EXERCISE GOAL
Filter the records for "white" and keep each line that has it.

RECORDED DATA
··········

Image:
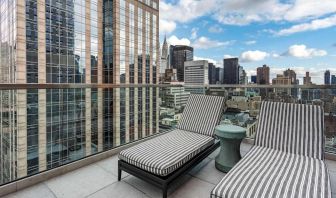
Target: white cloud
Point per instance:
(167, 26)
(252, 42)
(243, 12)
(275, 55)
(251, 56)
(194, 33)
(173, 40)
(206, 43)
(229, 56)
(215, 29)
(301, 51)
(210, 60)
(303, 9)
(313, 25)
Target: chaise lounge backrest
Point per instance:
(201, 114)
(292, 128)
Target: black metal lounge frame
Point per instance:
(164, 182)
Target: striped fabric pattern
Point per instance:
(265, 173)
(287, 160)
(293, 128)
(202, 114)
(166, 153)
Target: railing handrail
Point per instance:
(13, 86)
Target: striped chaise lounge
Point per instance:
(163, 159)
(287, 159)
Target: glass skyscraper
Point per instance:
(75, 42)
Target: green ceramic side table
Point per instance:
(230, 137)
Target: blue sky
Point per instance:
(297, 34)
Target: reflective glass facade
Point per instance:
(74, 42)
(8, 102)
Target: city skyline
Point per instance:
(244, 30)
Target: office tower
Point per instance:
(242, 76)
(263, 75)
(333, 79)
(178, 55)
(219, 75)
(292, 75)
(327, 77)
(333, 82)
(282, 80)
(231, 71)
(307, 79)
(254, 79)
(75, 42)
(212, 73)
(164, 57)
(196, 74)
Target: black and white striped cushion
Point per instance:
(166, 153)
(293, 128)
(265, 173)
(202, 114)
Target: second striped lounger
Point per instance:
(287, 160)
(163, 159)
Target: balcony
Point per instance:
(94, 174)
(100, 180)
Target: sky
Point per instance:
(296, 34)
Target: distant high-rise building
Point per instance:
(292, 76)
(242, 76)
(333, 79)
(307, 79)
(219, 75)
(231, 71)
(178, 55)
(164, 57)
(196, 73)
(327, 77)
(333, 82)
(212, 74)
(263, 75)
(282, 80)
(254, 79)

··········

TASK ANSWER
Target: white cloud
Target: black and white striped cushion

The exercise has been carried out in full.